— Trabalho pedido —
1. No texto sobre morrer por um mosquito, quem era chamado de ladrão naquele tempo?
2. Prossiga com o texto sobre morrer por um mosquito a partir da última frase apresentada.

— Trecho do documento —
* * *
MORRER POR UM MOSQUITO
* Guilherme Cardoso
Morrer por causa de um mosquito. Desculpem o trocadilho, mas é o fim da picada.
Quando criança, a gente “aceitava” morrer, naquelas brincadeirinhas de faroeste, Tarzan, Zorro, mocinho e bandido, onde o malfeitor morria sempre. Todo mundo queria ser o mocinho das brincadeiras, mas alguém sempre tinha que ser o bandido, aquele que ia morrer no final. Às vezes nenhum dos meninos aceitava “morrer” e a brincadeira acabava no começo.
Não se tinha medo de morrer antecipadamente, como o peru, na véspera de Natal, ou fora do combinado, como diz o Rolando Boldrin no seu programa Sr.Brasil. Naquele tempo, e se vão mais de 40 anos, ladrão era quem roubava roupas ou galinha no quintal. Corrupto não existia, era safado mesmo, aquele dono da padaria que dava troco à menos ou o freguês de caderninho que deixava de pagar o fiado na mercearia.
* * *
— Dados armazenados —
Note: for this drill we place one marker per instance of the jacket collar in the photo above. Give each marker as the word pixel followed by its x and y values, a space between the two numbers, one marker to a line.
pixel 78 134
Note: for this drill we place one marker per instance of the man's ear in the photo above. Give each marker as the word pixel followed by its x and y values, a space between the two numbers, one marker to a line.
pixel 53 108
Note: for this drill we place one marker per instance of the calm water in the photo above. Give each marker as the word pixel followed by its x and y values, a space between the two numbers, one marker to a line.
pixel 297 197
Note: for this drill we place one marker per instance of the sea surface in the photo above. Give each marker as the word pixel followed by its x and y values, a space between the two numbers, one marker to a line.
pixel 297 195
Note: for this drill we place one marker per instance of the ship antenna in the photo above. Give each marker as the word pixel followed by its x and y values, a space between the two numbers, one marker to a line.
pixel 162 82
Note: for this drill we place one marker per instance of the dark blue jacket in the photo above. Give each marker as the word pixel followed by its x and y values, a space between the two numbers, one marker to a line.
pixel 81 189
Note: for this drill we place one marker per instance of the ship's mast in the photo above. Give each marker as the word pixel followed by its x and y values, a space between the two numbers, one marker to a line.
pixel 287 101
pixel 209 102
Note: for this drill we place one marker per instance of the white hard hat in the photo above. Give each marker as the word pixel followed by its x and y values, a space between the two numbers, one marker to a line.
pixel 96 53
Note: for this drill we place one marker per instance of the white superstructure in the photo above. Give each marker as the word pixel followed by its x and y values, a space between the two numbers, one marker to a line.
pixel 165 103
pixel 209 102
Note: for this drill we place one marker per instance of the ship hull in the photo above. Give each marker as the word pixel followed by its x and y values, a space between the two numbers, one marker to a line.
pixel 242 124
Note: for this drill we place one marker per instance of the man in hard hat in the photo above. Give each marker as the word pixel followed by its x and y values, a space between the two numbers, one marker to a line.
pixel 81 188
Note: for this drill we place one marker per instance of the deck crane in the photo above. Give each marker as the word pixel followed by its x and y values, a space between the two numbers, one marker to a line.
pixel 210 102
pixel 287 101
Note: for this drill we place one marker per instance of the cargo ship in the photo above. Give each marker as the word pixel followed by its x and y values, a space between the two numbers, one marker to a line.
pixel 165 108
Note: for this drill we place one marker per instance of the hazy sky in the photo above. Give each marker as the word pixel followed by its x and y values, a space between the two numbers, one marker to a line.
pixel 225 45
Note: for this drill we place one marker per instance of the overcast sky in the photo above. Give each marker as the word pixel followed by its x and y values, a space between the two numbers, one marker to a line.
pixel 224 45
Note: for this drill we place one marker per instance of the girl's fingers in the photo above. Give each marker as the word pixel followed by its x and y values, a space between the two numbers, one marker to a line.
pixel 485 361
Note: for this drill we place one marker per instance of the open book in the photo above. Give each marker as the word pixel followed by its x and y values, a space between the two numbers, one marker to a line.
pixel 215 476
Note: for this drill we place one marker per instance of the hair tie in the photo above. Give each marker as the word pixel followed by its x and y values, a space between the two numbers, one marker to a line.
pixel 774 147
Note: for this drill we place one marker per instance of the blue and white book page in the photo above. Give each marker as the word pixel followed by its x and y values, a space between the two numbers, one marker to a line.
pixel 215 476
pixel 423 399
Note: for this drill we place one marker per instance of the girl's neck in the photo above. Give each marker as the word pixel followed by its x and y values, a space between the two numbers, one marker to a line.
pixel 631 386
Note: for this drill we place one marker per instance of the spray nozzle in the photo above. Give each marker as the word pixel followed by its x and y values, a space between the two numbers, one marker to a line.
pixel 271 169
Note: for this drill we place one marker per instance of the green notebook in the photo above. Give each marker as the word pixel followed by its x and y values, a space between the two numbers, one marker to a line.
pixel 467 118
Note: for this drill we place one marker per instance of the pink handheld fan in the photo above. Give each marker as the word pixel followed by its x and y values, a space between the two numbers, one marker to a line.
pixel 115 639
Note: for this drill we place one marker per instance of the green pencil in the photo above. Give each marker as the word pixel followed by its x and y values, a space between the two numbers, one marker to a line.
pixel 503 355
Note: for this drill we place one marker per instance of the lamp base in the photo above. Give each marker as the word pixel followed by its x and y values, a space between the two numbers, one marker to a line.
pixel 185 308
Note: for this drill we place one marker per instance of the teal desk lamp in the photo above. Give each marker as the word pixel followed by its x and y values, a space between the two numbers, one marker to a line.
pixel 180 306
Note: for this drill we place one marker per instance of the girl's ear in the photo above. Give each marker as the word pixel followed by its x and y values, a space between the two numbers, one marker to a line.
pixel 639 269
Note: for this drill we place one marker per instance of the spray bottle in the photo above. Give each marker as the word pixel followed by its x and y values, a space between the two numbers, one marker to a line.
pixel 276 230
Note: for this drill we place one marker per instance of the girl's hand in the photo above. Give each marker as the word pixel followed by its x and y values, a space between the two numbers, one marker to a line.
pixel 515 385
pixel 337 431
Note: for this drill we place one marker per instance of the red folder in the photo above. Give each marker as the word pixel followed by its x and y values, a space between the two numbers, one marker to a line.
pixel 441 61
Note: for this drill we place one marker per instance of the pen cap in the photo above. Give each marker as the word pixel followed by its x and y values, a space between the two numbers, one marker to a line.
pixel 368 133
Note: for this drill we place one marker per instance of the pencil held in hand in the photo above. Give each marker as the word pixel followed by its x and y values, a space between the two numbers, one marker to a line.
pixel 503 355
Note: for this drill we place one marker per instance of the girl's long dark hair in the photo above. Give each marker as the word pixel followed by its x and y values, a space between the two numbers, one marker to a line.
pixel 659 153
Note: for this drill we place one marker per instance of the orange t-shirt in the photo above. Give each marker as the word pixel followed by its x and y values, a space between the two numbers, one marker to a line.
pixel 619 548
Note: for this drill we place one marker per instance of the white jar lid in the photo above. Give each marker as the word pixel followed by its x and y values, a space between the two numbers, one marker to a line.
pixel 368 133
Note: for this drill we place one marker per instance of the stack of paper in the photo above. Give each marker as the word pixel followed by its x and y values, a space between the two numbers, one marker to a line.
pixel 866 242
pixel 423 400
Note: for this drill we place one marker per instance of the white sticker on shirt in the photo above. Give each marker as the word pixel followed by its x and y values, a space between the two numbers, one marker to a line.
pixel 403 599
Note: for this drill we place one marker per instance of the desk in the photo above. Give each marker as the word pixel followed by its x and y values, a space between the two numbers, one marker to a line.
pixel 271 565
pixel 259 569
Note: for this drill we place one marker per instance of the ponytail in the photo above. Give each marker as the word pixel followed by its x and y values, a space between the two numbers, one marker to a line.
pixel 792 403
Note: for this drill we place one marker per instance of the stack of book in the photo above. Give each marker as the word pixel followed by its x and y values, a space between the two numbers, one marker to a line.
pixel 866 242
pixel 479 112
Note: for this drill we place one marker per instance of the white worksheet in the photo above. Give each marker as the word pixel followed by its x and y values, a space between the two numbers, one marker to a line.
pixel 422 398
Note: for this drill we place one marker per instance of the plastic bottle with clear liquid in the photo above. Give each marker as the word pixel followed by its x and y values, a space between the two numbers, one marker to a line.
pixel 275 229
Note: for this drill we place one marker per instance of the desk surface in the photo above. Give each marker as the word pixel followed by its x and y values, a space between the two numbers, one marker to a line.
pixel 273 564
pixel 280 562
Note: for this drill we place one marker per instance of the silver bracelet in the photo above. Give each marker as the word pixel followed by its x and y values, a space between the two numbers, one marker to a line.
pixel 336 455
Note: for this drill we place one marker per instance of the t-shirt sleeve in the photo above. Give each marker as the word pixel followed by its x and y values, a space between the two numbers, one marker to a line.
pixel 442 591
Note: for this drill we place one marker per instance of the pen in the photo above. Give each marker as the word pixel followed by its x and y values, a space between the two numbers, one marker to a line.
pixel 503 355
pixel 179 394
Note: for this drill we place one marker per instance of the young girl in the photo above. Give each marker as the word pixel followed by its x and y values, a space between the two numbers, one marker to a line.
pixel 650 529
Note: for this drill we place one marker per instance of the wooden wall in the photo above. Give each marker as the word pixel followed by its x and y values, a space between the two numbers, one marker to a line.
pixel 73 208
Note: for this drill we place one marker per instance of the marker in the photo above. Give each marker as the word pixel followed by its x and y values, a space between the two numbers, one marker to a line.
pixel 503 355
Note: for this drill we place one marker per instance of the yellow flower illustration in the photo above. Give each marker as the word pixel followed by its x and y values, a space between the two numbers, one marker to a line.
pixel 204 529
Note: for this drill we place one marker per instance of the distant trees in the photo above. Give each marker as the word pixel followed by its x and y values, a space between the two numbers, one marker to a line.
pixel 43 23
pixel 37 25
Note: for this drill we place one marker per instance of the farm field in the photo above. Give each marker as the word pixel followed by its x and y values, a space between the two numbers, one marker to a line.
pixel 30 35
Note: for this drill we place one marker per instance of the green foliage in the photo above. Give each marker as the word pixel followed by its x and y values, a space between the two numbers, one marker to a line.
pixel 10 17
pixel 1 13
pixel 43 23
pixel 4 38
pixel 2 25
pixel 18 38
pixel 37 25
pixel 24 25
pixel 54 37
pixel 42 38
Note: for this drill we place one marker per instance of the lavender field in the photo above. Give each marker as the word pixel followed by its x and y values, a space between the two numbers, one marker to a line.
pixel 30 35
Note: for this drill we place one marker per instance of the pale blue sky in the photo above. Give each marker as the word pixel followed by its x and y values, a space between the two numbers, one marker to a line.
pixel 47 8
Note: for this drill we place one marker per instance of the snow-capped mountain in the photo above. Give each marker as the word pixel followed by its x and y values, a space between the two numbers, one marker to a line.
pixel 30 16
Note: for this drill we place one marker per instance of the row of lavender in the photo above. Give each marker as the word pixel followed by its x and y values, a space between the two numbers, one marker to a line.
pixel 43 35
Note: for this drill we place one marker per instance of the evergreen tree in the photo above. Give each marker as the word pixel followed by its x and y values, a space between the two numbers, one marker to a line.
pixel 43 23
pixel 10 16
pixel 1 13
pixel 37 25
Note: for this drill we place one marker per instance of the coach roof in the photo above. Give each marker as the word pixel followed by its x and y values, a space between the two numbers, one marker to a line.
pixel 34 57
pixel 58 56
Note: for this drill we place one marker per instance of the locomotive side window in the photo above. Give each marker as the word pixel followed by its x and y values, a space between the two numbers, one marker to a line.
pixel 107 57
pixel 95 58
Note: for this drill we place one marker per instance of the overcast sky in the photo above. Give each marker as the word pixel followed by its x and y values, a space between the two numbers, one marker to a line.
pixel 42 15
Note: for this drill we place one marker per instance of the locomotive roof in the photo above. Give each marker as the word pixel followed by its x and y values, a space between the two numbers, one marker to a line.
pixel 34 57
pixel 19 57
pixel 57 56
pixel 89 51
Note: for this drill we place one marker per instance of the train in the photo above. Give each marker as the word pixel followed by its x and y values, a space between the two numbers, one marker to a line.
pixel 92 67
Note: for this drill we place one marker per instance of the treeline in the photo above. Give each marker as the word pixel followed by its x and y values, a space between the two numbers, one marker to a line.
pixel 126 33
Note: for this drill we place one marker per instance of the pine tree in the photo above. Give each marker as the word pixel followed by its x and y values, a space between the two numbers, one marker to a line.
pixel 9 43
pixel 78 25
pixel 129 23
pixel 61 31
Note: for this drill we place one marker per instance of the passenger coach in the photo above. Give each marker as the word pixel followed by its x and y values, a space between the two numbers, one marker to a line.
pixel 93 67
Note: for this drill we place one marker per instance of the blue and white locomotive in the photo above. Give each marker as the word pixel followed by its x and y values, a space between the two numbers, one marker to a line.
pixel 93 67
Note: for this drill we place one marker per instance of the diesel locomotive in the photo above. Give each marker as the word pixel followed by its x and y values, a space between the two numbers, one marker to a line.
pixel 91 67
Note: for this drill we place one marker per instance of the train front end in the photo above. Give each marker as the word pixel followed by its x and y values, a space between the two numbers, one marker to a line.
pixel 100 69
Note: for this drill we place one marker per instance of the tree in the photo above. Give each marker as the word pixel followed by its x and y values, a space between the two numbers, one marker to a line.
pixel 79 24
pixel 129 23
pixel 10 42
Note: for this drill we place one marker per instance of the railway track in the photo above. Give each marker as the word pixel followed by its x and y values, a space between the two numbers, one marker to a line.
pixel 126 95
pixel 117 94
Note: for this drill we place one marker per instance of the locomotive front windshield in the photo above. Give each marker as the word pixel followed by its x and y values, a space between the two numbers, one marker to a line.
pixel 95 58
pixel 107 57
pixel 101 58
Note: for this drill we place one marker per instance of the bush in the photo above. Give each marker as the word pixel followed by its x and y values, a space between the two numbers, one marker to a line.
* * *
— Respostas por tarefa —
1. Quem roubava roupas ou galinha no quintal.

2.
Bala pra gente que era criança era simplesmente um pedaço de doce duro enrolado em papel. Bala-Chita, Bala Preta, Bala de Goma. Bala como projétil, que mata só se conhecia nas telas de cinema, nos vários tiros que os soldados davam nos índios. Era o Bem contra o Mal. Não havia tiroteio nas ruas e nem bala perdida como agora.
Mais tarde, já adolescente, cheio de vigor e idealismo, a vontade era mudar o mundo, buscar liberdades, acabar com a opressão, fazer passeatas, enfrentar o poder. “Aceitava” novamente morrer, desde que a causa fosse nobre, houvesse ideologia, abraçado em uma bandeira. Do País ou de um Sonho. Aconteceu uma “revolução”, muitos presos, outros desaparecidos e vários mortos. Todos com destemor.
Morrer faz parte da natureza humana. Ninguém escapa. Todos vão embora deste mundo um dia. Seja pobre, rico, de qualquer cor ou raça. Uns “esperam” a morte, outros a provocam, como os suicidas, os “kamikazes” na 1ª Grande Guerra e os “homens-bombas” que explodem seus corpos no conflito do Iraque. Todos por um motivo justo. Pelo menos na cabeça deles.
Século XXI, era da tecnologia, internet, virtualidade, fim das ideologias, nada de movimentos, quase nenhuma passeata, ninguém reivindica direitos. Gente morre a toda hora, de qualquer forma, por qualquer motivo, o mais banal possível. O medo toma conta, o inimigo está em volta, pode ser um país, esse ou aquele indivíduo, seu parente, seu amigo, seu vizinho. Não há mais segurança, sequer ficando em casa, escondidinho.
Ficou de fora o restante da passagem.